GIVEN DATA
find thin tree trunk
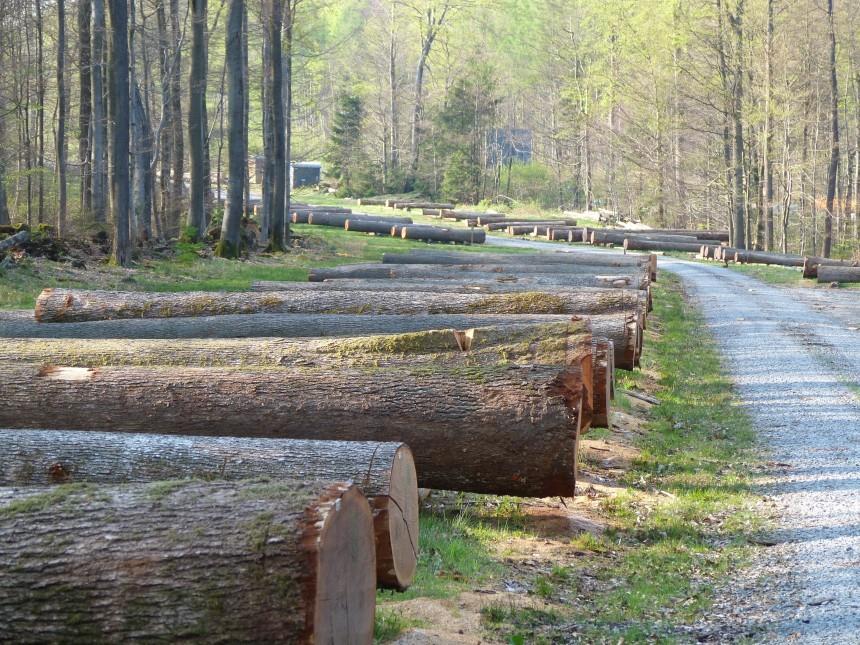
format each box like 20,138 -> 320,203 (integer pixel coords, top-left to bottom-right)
188,0 -> 207,239
108,0 -> 131,266
91,0 -> 108,224
78,0 -> 93,216
822,0 -> 839,258
56,0 -> 68,237
215,0 -> 248,258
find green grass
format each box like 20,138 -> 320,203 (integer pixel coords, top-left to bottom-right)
380,274 -> 762,643
0,214 -> 522,309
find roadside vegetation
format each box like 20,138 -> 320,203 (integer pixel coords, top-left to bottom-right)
378,274 -> 762,643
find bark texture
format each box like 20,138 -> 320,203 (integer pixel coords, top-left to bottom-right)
0,430 -> 418,590
35,287 -> 647,323
0,364 -> 583,497
0,482 -> 375,643
0,311 -> 641,369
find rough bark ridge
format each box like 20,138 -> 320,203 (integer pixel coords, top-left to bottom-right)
262,269 -> 647,293
0,482 -> 375,643
0,311 -> 641,369
0,430 -> 418,590
35,287 -> 647,323
0,362 -> 590,497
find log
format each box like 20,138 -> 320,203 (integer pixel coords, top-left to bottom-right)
0,430 -> 418,590
400,226 -> 487,244
308,262 -> 649,288
624,237 -> 701,253
818,265 -> 860,282
730,249 -> 804,267
0,360 -> 583,497
35,287 -> 647,323
382,250 -> 650,267
0,481 -> 376,644
803,256 -> 860,278
0,231 -> 30,253
0,311 -> 641,369
262,272 -> 648,293
484,219 -> 576,231
308,213 -> 412,228
343,218 -> 402,236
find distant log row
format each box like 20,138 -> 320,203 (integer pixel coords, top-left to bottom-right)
0,481 -> 376,644
0,362 -> 583,497
400,226 -> 487,244
35,287 -> 647,323
0,430 -> 418,589
0,311 -> 641,370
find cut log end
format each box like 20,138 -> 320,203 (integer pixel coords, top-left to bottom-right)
374,445 -> 418,591
311,486 -> 376,643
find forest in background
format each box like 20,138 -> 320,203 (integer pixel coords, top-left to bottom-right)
0,0 -> 860,264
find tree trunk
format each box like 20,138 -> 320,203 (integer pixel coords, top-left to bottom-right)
821,0 -> 839,258
78,0 -> 93,215
0,478 -> 375,643
818,265 -> 860,282
732,0 -> 747,249
382,250 -> 650,267
188,0 -> 207,239
215,0 -> 248,258
108,0 -> 131,266
0,430 -> 418,590
400,225 -> 487,244
0,311 -> 641,369
308,262 -> 648,284
35,287 -> 647,323
0,354 -> 583,497
91,0 -> 108,224
266,0 -> 290,251
268,267 -> 648,293
168,0 -> 185,231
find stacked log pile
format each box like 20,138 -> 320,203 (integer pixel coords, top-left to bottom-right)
0,243 -> 656,643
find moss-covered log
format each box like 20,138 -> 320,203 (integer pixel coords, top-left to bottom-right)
0,362 -> 583,496
5,311 -> 641,369
0,481 -> 376,644
308,263 -> 650,288
35,287 -> 647,323
0,430 -> 418,589
382,249 -> 650,267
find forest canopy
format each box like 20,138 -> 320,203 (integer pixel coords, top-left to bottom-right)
0,0 -> 860,262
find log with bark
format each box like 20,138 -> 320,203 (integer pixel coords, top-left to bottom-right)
0,481 -> 376,644
0,311 -> 641,369
0,360 -> 583,497
729,249 -> 804,267
818,264 -> 860,282
0,430 -> 418,590
35,287 -> 648,323
624,237 -> 701,253
0,231 -> 30,253
803,256 -> 860,278
382,249 -> 650,267
262,274 -> 648,293
308,262 -> 650,288
482,219 -> 576,231
308,213 -> 412,228
343,218 -> 402,237
400,225 -> 487,244
591,337 -> 615,428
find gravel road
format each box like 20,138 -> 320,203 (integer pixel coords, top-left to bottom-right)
494,240 -> 860,645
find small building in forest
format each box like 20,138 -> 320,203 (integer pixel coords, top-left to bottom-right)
290,161 -> 322,188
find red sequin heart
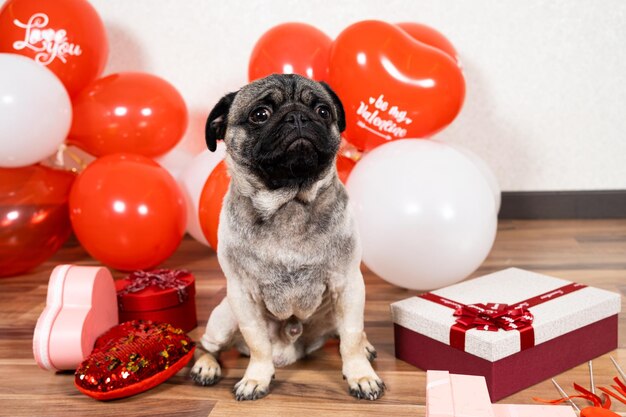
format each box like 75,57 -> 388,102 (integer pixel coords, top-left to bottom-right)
74,320 -> 195,401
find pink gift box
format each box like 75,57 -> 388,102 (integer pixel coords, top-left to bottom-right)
33,265 -> 118,371
391,268 -> 621,402
426,371 -> 494,417
426,371 -> 454,417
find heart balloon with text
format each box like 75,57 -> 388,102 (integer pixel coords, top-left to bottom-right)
330,20 -> 465,151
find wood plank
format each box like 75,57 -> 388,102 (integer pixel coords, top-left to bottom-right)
0,220 -> 626,417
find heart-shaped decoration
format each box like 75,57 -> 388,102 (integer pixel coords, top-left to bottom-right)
33,265 -> 118,371
74,320 -> 195,401
330,20 -> 465,150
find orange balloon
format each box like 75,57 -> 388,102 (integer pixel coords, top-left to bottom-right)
0,0 -> 109,96
70,154 -> 186,270
198,161 -> 230,252
248,23 -> 332,81
68,72 -> 187,157
396,22 -> 461,66
198,155 -> 356,251
337,155 -> 356,185
0,165 -> 76,277
330,20 -> 465,150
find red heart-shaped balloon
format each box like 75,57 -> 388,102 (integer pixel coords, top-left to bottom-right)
330,20 -> 465,150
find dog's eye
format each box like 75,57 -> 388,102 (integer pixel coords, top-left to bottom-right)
315,104 -> 330,120
250,107 -> 272,124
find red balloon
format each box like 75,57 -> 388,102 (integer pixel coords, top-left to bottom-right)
198,155 -> 356,252
198,161 -> 230,252
0,165 -> 75,277
70,154 -> 186,270
337,155 -> 356,185
396,22 -> 461,66
330,20 -> 465,150
0,0 -> 109,96
248,23 -> 332,81
68,72 -> 187,157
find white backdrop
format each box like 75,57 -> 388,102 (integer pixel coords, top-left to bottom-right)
12,0 -> 626,191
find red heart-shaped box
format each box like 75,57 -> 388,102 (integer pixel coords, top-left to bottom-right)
330,20 -> 465,150
115,269 -> 198,332
74,320 -> 195,401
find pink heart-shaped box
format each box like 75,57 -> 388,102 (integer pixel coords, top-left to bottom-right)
33,265 -> 118,371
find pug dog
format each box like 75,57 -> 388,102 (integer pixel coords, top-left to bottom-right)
191,74 -> 385,400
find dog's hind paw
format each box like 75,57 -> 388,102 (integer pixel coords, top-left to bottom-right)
189,354 -> 222,386
233,378 -> 270,401
348,377 -> 387,401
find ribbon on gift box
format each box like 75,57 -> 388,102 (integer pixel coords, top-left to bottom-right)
419,282 -> 586,351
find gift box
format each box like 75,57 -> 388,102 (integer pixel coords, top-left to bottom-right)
493,404 -> 577,417
426,371 -> 576,417
115,269 -> 198,332
391,268 -> 621,402
33,265 -> 118,371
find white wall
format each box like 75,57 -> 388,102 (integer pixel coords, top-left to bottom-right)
12,0 -> 626,191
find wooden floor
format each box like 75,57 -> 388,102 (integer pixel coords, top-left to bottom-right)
0,220 -> 626,417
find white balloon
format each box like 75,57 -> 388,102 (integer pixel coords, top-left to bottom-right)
446,142 -> 502,213
347,139 -> 497,290
178,142 -> 226,247
0,53 -> 72,168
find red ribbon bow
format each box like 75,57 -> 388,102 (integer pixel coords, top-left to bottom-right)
454,303 -> 533,332
117,269 -> 191,305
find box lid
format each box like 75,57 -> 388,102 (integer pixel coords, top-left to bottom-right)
391,268 -> 621,362
115,269 -> 196,311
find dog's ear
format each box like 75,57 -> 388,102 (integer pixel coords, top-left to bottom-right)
320,81 -> 346,132
204,91 -> 237,152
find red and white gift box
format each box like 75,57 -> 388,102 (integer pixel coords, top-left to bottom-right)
391,268 -> 621,402
115,269 -> 198,332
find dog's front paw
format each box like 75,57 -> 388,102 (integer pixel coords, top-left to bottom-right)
189,353 -> 222,386
365,340 -> 378,362
347,374 -> 387,401
233,377 -> 270,401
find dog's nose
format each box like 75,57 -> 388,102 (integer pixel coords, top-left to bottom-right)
283,111 -> 309,130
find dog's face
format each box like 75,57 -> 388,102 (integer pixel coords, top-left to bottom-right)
206,74 -> 345,189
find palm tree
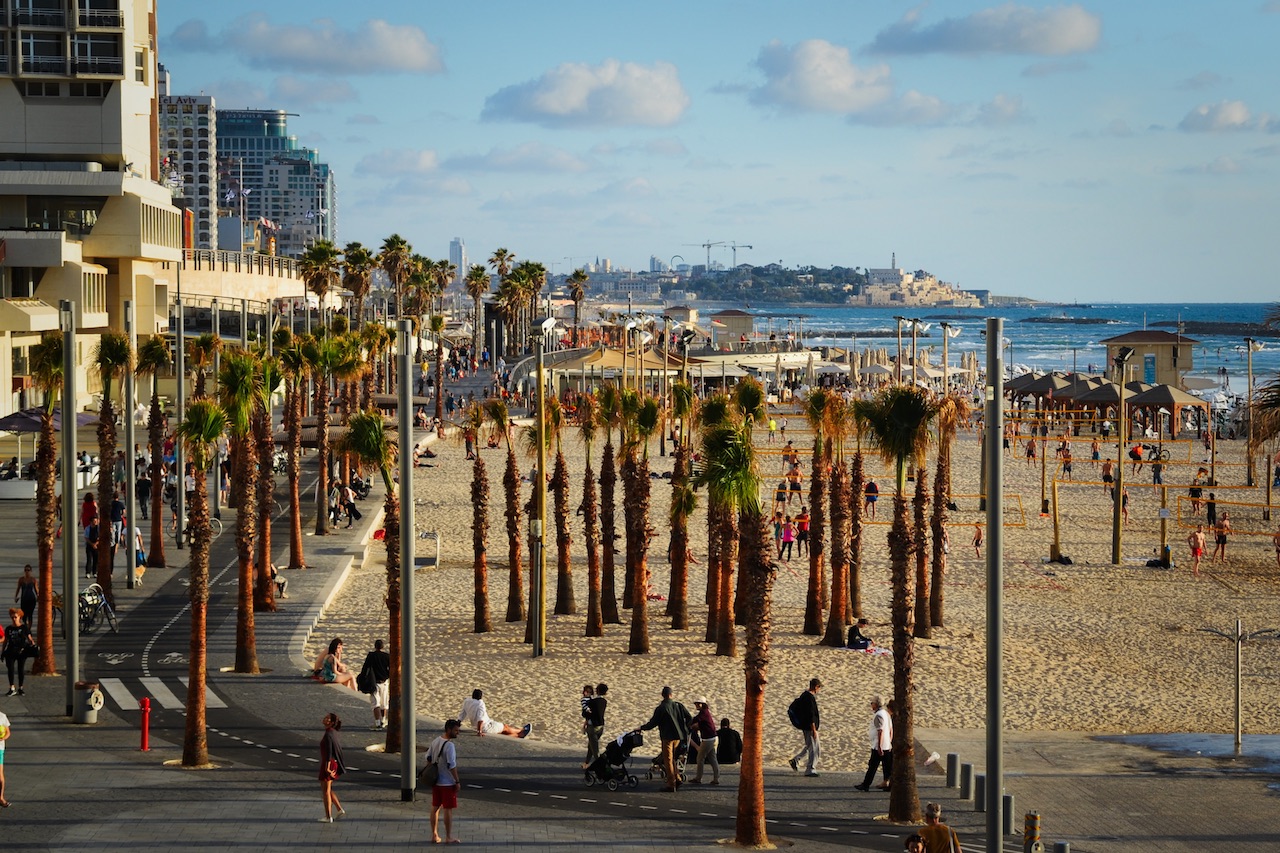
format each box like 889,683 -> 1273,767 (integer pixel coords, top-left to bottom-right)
134,334 -> 173,569
187,332 -> 223,400
342,241 -> 376,325
279,338 -> 311,569
462,258 -> 489,364
31,332 -> 61,675
596,386 -> 622,625
252,353 -> 280,611
929,394 -> 969,628
485,397 -> 525,622
667,382 -> 698,631
431,314 -> 444,424
218,350 -> 262,674
178,400 -> 227,767
622,391 -> 662,654
854,386 -> 937,822
699,419 -> 776,848
376,234 -> 413,319
462,403 -> 493,634
298,238 -> 342,316
568,268 -> 590,347
340,410 -> 403,752
92,332 -> 133,601
577,394 -> 604,637
804,388 -> 832,637
547,397 -> 577,616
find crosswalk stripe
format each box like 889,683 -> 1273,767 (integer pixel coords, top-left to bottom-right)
178,675 -> 227,708
97,679 -> 138,710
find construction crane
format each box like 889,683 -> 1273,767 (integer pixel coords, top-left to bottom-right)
682,240 -> 724,266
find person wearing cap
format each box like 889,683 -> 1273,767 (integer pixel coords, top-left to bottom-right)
691,695 -> 719,785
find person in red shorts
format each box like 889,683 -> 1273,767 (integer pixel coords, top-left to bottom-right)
428,720 -> 462,844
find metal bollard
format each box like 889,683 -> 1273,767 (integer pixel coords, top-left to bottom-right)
1023,812 -> 1044,853
138,697 -> 151,752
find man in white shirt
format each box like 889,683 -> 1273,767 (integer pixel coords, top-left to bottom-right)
458,690 -> 534,738
855,695 -> 893,790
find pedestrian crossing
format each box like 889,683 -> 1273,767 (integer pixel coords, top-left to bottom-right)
97,675 -> 227,711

EXERCISE OBJECTIVE
Pick out every line in the items above that contains the word "tree", matching case exactly, and copy each one.

FINISHED EXERCISE
find thin tree trunk
find tree trunk
find palm tree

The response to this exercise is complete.